▼▼▼
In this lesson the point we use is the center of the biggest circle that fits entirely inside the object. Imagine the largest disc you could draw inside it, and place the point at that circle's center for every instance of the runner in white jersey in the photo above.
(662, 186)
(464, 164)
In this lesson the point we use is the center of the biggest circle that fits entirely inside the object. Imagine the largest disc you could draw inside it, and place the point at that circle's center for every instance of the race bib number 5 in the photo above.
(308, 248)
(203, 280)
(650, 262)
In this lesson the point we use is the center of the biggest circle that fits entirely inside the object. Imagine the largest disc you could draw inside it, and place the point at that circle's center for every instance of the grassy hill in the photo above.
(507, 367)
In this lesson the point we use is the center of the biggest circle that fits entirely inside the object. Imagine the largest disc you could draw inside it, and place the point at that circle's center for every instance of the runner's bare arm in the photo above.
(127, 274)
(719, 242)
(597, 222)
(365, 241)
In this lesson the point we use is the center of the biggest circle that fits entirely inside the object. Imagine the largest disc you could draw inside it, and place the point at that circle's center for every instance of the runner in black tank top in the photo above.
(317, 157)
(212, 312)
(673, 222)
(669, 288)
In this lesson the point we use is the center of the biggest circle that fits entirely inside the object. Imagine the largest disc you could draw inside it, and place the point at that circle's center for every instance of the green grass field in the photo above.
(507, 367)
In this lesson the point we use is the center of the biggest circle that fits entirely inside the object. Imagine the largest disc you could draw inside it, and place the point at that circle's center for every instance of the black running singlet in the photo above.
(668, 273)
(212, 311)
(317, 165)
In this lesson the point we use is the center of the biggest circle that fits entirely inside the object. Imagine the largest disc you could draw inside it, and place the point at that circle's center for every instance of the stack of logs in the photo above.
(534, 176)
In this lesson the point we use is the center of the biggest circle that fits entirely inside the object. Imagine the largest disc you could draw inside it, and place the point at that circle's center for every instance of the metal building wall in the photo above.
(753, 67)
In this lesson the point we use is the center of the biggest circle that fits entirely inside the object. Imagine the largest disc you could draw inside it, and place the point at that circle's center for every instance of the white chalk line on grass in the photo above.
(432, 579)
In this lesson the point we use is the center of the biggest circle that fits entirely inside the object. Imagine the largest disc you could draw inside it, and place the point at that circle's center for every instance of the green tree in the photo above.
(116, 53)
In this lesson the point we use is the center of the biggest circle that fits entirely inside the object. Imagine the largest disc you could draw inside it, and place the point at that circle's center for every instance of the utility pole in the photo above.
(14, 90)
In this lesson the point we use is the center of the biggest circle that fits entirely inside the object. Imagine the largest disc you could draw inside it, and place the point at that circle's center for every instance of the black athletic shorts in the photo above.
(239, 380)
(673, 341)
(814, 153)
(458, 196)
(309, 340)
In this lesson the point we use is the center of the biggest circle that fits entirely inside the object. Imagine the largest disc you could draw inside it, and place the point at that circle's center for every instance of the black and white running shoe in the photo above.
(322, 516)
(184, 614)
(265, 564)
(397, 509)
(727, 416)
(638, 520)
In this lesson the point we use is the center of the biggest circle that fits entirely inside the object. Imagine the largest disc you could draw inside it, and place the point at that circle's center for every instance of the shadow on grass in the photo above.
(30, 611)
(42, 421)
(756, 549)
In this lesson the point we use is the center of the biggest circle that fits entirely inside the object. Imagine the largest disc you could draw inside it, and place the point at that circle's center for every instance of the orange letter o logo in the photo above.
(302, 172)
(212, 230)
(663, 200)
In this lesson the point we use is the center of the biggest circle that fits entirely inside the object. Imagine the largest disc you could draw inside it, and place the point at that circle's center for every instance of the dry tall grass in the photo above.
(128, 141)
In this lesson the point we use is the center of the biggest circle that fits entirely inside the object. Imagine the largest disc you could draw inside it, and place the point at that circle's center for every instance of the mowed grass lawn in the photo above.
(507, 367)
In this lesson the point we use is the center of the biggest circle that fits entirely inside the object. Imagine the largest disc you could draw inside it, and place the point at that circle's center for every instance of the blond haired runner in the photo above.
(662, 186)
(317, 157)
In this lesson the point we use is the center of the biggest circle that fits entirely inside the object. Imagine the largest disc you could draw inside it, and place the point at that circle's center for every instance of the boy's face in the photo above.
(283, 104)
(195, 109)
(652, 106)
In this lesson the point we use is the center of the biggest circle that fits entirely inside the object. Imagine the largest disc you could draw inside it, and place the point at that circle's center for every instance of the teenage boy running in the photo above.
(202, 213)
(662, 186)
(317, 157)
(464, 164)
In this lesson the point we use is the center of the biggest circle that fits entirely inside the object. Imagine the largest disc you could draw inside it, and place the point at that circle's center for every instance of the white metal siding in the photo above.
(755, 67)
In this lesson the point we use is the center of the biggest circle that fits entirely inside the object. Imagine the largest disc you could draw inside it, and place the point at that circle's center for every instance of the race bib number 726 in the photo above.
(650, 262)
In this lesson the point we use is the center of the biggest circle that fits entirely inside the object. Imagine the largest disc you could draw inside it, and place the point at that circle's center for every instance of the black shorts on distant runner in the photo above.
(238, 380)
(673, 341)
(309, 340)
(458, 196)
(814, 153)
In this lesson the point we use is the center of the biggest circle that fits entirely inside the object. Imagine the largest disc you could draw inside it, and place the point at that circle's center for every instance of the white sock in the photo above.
▲▲▲
Set the records down again in full, exactly as they read.

THE COMPLETED TASK:
In this lesson the point we use is the center of the biggest circle that fits entirely inside the object. Imagine the largest disc you could draw inside it, and place the point at that circle's center for every instance of the runner in white jersey in the photo above.
(662, 186)
(464, 164)
In this lesson the point we use is the center of the biggest circle that fits entirely inside the object. Imagine the largest disc you could draw inside it, and place the point at that circle's center for every instance of the race bib number 5 in the photo above.
(308, 248)
(203, 280)
(650, 262)
In this lesson the point we use is the center of the biggest circle that fits entirely inside the object. Imagine the largest disc you could draw inside it, and place the point at that circle's center for every instance of the grassy hill in the photo above.
(507, 367)
In this lesson the point we use is the center of the biggest circle that fits entirely inside the object. Imagine the largest disc you could draw inside it, and place the point at that circle's center for every instance of the runner's bare arm in the photo above.
(127, 274)
(719, 242)
(597, 222)
(365, 241)
In this lesson the point we use is the center of the biggest circle that fits entirely inside the object. Imagine the largest disc you could draw inside it, and place the point at that circle's center for every instance of the runner in black tank top in the photo above.
(317, 157)
(212, 312)
(673, 222)
(669, 288)
In this lesson the point we use is the center of the biggest circle that fits entirely inside the object. Imagine the largest disc you could draw inside it, and place the point at that circle's center for every instance of the green grass field in the photo above.
(507, 367)
In this lesson the point we use is the center of the biggest circle that fits entirely inside the object. Imagine the largest disc you could draw inside it, and place the point at that circle's center for every instance of the black running singlet in the photo above.
(668, 273)
(212, 311)
(317, 165)
In this lesson the point we use is the center of the biggest circle that fits entirely inside the object. Imagine the largest disc you could draw inside it, and place the point at that circle's center for every instance of the stack of logs in the photo above.
(534, 176)
In this lesson the point we use is the center of the biggest circle that fits entirely inside the object. Imagine the largest disc you could draw inside it, and place the point at that circle's center for every instance of the metal building wall in the photo above.
(753, 67)
In this lesson the point we use is the center of the biggest circle that fits entirely inside the object. Imagine the largest disc you could draw inside it, and place the point at that circle's center for every instance of the white chalk line on grass in the photo above.
(432, 579)
In this lesson the point we use is the center of the biggest circle that fits entirely inside the object. Imagine the largest disc you could draw inside it, and place the point at that circle's center for every instance of the green tree in the photo above.
(116, 53)
In this lesson the point we use is the center of the biggest circle that fits entirely inside the object. Imagine the largest disc you could draw inside it, and place the point at that circle's center for every instance of the utility pole in the photo above.
(14, 90)
In this lesson the point we use is the center of the biggest circle that fits entirely inside the object. Imagine the largest disc you could draw inside it, and place the point at that circle's center for every instance of the black athletic shorts in the photo above.
(239, 380)
(673, 341)
(814, 153)
(458, 196)
(309, 340)
In this lesson the point we use is the center of the biggest circle that fits entirely inside the object. Imagine the largest disc you could draw inside it, and place the point at that circle's center for every instance of the black and white running shoe in the photo above.
(322, 516)
(184, 614)
(265, 564)
(397, 509)
(727, 416)
(638, 520)
In this lesson the point we use is the center of the biggest circle that fits entirely inside the object. Imagine the largest disc you could draw inside it, and place the point at that circle's center for every instance of the shadow on grass in the photo above.
(30, 611)
(42, 421)
(756, 549)
In this lesson the point we use is the center of the biggest circle that fits entirely inside the object. Imagine the largest disc you could draw inside it, and place the point at that circle's center for every instance of the orange letter o logo in the photo above.
(302, 172)
(212, 230)
(663, 200)
In this lesson the point we use is the center of the biggest circle that fits entirely inside the object. Imagine the largest disc you could draw inside it, and place the point at that circle's center for every instance of the dry tall grass in the photo above.
(128, 141)
In this lesson the point we use is the center of the biggest circle that fits entirely inside the object. Imagine the largest disc you could draw inside it, and place the point at that circle's center for every instance of the mowed grass lawn in the photo above.
(507, 367)
In this lesson the point we use is the center of the biggest circle that fits entirely inside the object. Imagine the largest disc you could draw inside it, and place the point at that circle's center for every instance of the blond haired runner in the photo above.
(662, 186)
(317, 157)
In this lesson the point we use is the center of the biggest circle that fits entirely inside the object. Imagine the largest disc you could draw inside it, and place the point at that circle's center for every instance of the boy's face in the photo above.
(283, 104)
(195, 109)
(652, 106)
In this lesson the point we use is the center of the biggest circle that fits entirely inside the object. Imagine the largest disc you could draw inside it, and place the point at that circle's center for every instance of the teenage boy running in the photo above.
(202, 213)
(662, 186)
(317, 157)
(464, 164)
In this lesson the point we use is the center of the biggest circle that fits entirely inside the object. Imagine the largest disc you could draw inside it, and place the point at that circle's center for every instance of the white metal siding in the photo above.
(755, 67)
In this lesson the point we use is the center of the biggest circle that fits entirely inside the object. Imagine the largest disc you could draw inside it, and place the point at that circle's center for every instance of the race bib number 726 in the photo above.
(650, 262)
In this lesson the point we use is the center of the biggest circle that fits entirely inside the object. Imagine the largest disc you could draw inside it, and place the point at that circle's center for every instance of the black shorts on distant runner in the photo above.
(238, 380)
(673, 341)
(309, 340)
(458, 196)
(814, 153)
In this lesson the point we use is the center of the biggest circle that fits entirely inside the object. Imagine the largest disc you could draw inside it, and place the point at that circle's center for every instance of the white sock in the photo above.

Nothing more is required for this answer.